→ **Liste des tâches**:
a – Quelles personnes l'extrait sur la première année du commissaire désigne-t-il par « M. » suivi du nom ou par leur prénom et leur nom ?
b – Poursuivez l'extrait sur la première année du commissaire à partir de sa dernière phrase.

--- Extrait choisi ---

Une année d’apprentissage

Pour sa deuxième année, le commissaire devra de manière générale être plus actif et visible, juge M. Doucet.

« M. Théberge a été plutôt discret jusqu’ici. C’est encore plus vrai en dehors d’Ottawa. On peut dire que ça a été une première année d’apprentissage, mais il est quand même étonnant que ce soit la ministre [du Tourisme, des Langues officielles et de la Francophonie] Mélanie Joly qui ait dû lui rappeler ses obligations après le jugement Gascon. »

Le codirecteur de l’Observatoire national en matière de droits linguistiques, Frédéric Bérard, se montre moins clément.

« Je veux bien que ça prenne un peu de temps pour bien connaître les dossiers, mais on imagine que quand on est choisi pour ce genre de job, on connaît déjà les droits linguistiques. Un an, c’est long! On a clairement l’impression que le gouvernement a choisi quelqu’un qui ne fera pas de vague. »

Critiques virulentes

Une critique déjà formulée au moment de la nomination de M. Théberge, notamment dans un éditorial du quotidien L’Acadie Nouvelle. Un an plus tard, le commissaire se défend.

--- Données affichées ---

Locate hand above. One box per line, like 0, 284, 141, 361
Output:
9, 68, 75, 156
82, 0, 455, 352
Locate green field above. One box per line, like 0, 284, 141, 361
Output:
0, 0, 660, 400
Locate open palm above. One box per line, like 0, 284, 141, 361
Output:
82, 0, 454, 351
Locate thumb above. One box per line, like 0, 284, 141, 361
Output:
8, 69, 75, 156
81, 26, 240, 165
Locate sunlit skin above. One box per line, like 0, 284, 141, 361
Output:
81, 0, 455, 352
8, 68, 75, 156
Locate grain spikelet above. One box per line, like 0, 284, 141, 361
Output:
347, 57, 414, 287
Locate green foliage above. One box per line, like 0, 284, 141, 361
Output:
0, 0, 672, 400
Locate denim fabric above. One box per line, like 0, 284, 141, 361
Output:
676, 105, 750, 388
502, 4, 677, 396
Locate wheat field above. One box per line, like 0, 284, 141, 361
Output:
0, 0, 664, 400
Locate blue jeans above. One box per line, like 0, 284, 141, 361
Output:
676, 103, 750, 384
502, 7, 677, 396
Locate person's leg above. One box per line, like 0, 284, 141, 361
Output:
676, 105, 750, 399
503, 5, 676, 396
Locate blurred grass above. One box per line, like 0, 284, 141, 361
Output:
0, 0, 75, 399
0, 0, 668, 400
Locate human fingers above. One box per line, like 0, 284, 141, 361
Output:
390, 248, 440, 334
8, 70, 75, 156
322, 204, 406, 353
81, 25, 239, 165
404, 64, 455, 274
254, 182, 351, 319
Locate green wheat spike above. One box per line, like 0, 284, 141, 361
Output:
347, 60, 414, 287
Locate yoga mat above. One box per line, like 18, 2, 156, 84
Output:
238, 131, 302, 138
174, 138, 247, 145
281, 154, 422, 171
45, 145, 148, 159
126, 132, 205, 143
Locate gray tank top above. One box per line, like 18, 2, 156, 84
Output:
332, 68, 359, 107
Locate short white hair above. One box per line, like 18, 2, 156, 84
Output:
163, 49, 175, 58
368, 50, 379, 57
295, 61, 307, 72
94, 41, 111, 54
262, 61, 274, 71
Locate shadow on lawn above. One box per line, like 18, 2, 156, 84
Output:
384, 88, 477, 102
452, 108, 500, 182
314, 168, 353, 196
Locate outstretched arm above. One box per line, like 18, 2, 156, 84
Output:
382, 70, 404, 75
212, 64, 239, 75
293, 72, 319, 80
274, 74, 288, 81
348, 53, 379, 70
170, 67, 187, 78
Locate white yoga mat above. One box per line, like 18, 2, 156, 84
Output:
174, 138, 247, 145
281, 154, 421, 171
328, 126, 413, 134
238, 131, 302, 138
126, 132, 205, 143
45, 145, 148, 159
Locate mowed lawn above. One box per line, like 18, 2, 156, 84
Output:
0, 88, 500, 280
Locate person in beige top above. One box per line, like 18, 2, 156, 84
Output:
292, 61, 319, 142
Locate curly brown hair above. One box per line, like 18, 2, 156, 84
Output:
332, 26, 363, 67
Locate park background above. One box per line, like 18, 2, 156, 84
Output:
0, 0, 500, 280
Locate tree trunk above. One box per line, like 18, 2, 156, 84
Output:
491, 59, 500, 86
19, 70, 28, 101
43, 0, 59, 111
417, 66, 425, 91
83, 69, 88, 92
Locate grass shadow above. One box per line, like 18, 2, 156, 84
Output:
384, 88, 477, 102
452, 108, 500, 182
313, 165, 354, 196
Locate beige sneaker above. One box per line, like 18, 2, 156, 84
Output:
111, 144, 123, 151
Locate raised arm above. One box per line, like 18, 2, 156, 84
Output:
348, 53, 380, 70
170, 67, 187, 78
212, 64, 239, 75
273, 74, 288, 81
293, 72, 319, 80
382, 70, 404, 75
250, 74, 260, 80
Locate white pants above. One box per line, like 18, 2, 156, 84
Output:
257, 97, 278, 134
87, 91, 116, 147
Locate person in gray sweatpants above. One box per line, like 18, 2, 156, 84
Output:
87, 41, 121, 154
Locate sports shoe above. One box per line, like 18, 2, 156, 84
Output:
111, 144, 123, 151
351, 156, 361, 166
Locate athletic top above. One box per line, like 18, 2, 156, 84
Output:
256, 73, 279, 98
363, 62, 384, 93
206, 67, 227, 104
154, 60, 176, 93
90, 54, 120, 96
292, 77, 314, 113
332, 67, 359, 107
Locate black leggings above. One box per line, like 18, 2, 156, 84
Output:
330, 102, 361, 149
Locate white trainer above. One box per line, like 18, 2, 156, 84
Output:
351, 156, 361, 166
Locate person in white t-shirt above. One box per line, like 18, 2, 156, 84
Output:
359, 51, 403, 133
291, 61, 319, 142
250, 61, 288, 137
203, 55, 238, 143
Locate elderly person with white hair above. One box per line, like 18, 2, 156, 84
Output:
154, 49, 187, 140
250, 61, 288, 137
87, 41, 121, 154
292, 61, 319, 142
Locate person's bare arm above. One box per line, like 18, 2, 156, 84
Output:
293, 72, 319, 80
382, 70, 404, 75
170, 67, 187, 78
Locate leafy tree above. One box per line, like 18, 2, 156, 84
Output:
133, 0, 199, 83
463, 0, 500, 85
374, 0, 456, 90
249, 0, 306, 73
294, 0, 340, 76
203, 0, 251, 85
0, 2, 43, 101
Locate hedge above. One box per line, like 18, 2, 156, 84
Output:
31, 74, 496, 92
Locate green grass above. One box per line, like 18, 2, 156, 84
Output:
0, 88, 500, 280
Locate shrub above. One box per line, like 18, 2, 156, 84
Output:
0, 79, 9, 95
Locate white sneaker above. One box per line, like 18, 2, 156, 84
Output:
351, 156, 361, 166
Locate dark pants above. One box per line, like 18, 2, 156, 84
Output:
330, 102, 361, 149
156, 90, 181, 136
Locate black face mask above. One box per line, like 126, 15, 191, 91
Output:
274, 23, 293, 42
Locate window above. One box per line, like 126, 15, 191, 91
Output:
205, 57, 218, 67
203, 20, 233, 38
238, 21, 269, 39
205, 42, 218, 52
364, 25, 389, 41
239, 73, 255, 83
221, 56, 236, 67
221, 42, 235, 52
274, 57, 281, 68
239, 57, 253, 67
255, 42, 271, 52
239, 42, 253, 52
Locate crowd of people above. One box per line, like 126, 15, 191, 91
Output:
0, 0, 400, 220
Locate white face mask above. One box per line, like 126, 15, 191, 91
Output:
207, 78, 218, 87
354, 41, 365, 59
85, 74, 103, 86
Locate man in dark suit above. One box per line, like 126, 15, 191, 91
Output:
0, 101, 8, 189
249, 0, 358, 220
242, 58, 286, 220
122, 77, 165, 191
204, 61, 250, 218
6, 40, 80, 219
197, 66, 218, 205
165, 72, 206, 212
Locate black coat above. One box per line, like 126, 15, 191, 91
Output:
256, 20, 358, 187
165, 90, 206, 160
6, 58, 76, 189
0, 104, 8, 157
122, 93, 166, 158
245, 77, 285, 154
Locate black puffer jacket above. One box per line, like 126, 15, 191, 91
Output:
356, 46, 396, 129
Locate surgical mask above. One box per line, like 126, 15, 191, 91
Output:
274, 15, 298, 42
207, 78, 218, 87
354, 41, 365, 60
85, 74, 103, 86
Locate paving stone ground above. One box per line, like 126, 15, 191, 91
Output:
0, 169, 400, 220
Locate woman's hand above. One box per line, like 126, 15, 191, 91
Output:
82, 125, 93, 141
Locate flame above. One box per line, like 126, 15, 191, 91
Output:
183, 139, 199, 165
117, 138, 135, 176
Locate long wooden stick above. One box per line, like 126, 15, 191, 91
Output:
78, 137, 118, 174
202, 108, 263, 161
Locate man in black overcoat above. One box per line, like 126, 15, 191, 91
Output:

---
--- Données affichées ---

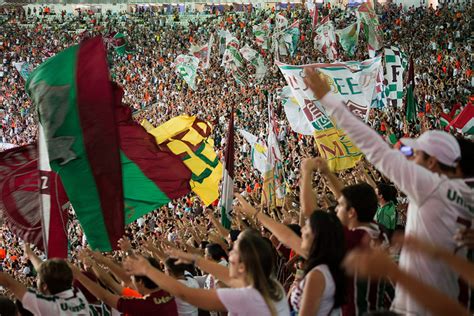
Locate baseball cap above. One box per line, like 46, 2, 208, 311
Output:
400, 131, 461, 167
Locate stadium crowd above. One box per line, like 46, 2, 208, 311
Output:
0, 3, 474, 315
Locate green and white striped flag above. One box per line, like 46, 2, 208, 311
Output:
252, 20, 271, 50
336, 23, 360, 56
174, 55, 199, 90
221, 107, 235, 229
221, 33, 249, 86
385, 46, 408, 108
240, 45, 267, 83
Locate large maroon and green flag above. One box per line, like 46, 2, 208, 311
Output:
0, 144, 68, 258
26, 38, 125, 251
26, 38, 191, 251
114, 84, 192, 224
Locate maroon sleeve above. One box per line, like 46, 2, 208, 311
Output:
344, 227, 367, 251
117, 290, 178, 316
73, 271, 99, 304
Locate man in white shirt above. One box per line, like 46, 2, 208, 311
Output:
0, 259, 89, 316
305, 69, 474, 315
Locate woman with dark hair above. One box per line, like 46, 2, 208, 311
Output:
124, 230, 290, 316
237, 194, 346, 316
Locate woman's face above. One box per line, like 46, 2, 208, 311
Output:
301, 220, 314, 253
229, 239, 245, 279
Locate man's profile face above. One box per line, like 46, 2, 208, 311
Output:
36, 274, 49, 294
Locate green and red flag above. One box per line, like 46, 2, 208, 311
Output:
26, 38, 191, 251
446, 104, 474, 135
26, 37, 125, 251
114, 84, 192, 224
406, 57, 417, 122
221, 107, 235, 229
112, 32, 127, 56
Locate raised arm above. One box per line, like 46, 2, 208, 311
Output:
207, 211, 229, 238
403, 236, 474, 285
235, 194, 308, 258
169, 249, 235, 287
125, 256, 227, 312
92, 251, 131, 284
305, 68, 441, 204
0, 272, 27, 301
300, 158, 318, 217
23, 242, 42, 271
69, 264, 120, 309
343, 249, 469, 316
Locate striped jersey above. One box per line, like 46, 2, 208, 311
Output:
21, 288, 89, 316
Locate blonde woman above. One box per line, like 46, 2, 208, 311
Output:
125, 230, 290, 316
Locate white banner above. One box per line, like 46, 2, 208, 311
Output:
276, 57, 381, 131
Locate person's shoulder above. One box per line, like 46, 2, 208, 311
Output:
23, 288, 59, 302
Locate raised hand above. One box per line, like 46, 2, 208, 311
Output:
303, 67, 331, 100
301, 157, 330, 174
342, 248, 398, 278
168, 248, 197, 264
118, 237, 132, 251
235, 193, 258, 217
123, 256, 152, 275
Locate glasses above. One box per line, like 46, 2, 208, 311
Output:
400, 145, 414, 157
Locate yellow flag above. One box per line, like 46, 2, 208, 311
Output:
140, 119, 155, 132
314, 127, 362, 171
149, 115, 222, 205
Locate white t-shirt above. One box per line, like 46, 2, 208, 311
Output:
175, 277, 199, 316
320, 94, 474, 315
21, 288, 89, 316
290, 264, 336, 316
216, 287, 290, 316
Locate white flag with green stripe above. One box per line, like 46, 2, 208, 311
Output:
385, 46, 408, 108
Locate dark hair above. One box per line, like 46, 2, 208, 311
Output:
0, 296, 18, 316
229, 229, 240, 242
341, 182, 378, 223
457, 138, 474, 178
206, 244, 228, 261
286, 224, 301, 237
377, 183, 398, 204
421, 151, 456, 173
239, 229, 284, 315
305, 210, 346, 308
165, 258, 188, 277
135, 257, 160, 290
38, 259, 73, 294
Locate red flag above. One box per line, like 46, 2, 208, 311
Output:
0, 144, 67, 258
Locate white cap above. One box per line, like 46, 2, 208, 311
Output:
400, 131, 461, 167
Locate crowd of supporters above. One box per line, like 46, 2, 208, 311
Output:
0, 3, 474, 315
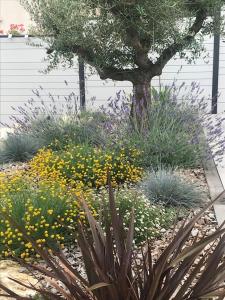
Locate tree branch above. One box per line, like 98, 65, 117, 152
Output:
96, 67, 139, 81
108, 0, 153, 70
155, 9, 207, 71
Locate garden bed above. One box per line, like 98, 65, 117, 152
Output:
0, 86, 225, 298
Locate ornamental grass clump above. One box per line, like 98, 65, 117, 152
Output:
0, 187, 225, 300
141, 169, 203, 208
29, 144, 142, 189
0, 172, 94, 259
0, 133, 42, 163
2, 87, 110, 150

---

→ **Réponses rédigées**:
a – M. Doucet, M. Théberge, Mélanie Joly, Frédéric Bérard

b –
« Quand le gouvernement a annoncé des changements en matière de livraison des services fédéraux bilingues, nous avons dit qu’il n’allait pas assez loin! », rappelle-t-il.

Mais son attitude lors de la crise linguistique en Ontario et au Nouveau-Brunswick désole M. Bérard qui se fait plus virulent.

« C’est absolument révoltant qu’un commissaire aux langues officielles soit aussi fantomatique dans une telle période de crise. Il aurait dû être sur toutes les tribunes! M. Théberge n’a pas démontré d’un iota la pertinence de sa nomination. Ça va prendre quoi pour qu’il réagisse? »


« Est-ce que M. Théberge va se réveiller? Il faut un électrochoc! » – Frédéric Bérard, Observatoire national en matière de droits linguistiques


Le codirecteur de l’Observatoire national en matière de droits linguistiques souligne par opposition le rôle joué par la ministre Joly dans ce dossier, blâmant le commissaire Théberge de ne pas avoir utilisé son rôle et ses fonctions pour agir.

« Il n’a aucune circonstance atténuante! », tranche-t-il.

Reconnaissant la crise actuelle en matière de droits linguistiques, le commissaire se défend et milite pour une rencontre entre le gouvernement fédéral et les provinces et territoires pour aborder cette question.


« Nous avons besoin de leadership politique! » – Raymond Théberge


Et pour renforcer le bilinguisme et la dualité linguistique au niveau fédéral, il prône un changement de comportement.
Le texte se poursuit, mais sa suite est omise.